» WHAT IS NEEDED
Output the listing below as a two-column CSV with the headers "text" and "answer", one row per entry. Put each entry's wording and its answer in separate quoted fields, replacing line breaks with spaces.

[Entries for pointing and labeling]
╭──
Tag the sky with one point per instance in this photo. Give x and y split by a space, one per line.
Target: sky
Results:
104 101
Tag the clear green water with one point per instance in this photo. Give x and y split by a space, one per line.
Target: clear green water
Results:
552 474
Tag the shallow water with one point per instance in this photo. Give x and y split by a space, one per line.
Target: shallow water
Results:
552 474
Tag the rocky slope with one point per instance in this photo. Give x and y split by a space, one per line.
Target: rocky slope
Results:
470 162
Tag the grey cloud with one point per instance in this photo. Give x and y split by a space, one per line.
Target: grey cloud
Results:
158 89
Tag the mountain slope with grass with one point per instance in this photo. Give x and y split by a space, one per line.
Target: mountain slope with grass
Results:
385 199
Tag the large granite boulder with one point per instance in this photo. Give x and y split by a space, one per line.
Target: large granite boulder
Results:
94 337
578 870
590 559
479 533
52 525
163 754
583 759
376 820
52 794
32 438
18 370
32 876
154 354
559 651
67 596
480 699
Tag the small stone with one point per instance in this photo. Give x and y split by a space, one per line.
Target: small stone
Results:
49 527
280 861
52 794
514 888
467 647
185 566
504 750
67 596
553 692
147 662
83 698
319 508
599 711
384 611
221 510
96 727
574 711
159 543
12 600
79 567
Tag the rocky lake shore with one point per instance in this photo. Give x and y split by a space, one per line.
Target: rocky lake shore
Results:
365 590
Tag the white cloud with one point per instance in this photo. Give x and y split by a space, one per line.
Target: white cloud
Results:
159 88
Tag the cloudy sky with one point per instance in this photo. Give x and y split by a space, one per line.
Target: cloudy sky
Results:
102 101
╰──
» RESPONSE TO THE EXERCISE
text,answer
"Tag the sky with one point per instance in this photo. Give x and y split by a space, one per line. Target: sky Results:","104 101"
"Tag the clear green water with one point per instance in this photo. Give x and y split by a space, one per line. Target: clear green water Results:","552 474"
"Tag the shallow water with one point per instance in this photo. Give x and y split by a space, one per line. Target: shallow water Results:","552 474"
"Tag the rocky slope with one point per instance in this photo. Give x and y split by a space, one per line. Target: rocky slope Results:","470 162"
"Tag the grey cloud with one point per instance in this photo. Give x and y split by a space, one per line. Target: grey cloud Results:","158 89"
"Tag the mountain slope with grass with one point per instance in this photo. Give x and y split by a space, one per line. Target: mountain slope with grass Results:","385 199"
"Tag the large granite boulder with one point per instance in this photo. Give x and y split by a space, one per line. Target: large granite boulder Results:","94 337 578 870 590 559 479 533 52 525 163 754 583 759 376 820 52 794 32 438 18 370 32 876 154 354 559 651 67 596 480 699"
"Tag the small stone with one point per instance in this photo. Give x and y split by a space, one per line. Target: small stone Results:","49 527 280 861 52 794 514 888 467 647 185 566 504 750 67 596 553 692 147 662 83 698 319 508 599 711 384 611 221 510 96 727 574 711 159 543 12 600 79 567"
"Tag the rocky lake shore with one point per instance in this photo. Give x and y split by a space, one per line. Target: rocky lake shore Results:","365 590"
"Tag the white cloud with one point per instance in this photo. Give x and y split by a space, one per line. Target: white cloud Results:","159 88"
"Tag the cloudy sky with one point per instance in this photo. Give x and y split by a space, one per line. Target: cloudy sky Results:","102 101"